Stated task: Please gather every line from the items below that contains the string "Target", treating uppercase and lowercase as different.

# START OF Data excerpts

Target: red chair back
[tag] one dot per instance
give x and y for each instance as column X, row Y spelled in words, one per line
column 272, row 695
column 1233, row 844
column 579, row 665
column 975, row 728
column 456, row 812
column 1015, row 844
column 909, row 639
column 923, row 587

# END OF Data excerpts
# START OF Data excerpts

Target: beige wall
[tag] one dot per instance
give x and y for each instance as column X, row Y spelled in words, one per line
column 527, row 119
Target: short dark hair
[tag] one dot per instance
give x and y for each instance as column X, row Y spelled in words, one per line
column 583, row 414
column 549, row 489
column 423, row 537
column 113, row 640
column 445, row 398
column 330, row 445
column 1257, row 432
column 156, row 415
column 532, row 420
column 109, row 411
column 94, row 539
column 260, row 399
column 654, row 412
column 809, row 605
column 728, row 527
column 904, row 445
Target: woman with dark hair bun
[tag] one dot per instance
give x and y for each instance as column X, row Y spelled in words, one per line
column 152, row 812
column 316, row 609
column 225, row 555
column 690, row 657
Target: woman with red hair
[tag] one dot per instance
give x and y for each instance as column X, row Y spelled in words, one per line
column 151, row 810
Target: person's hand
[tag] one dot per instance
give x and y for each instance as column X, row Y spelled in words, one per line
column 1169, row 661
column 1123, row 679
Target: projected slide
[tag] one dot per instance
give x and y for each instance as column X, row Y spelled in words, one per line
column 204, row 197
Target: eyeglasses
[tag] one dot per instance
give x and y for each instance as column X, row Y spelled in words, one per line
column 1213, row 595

# END OF Data excerpts
# START OF Data excerpts

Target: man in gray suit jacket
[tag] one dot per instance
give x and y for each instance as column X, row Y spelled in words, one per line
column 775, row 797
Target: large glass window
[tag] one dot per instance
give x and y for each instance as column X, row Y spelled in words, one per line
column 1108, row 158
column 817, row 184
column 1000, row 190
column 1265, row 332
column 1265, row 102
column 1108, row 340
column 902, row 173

# END OF Data excerpts

Correct answer:
Target: red chair back
Target: beige wall
Target: short dark hair
Target: woman with dark hair bun
Target: woman with red hair
Target: person's hand
Target: projected slide
Target: eyeglasses
Target: man in gray suit jacket
Target: large glass window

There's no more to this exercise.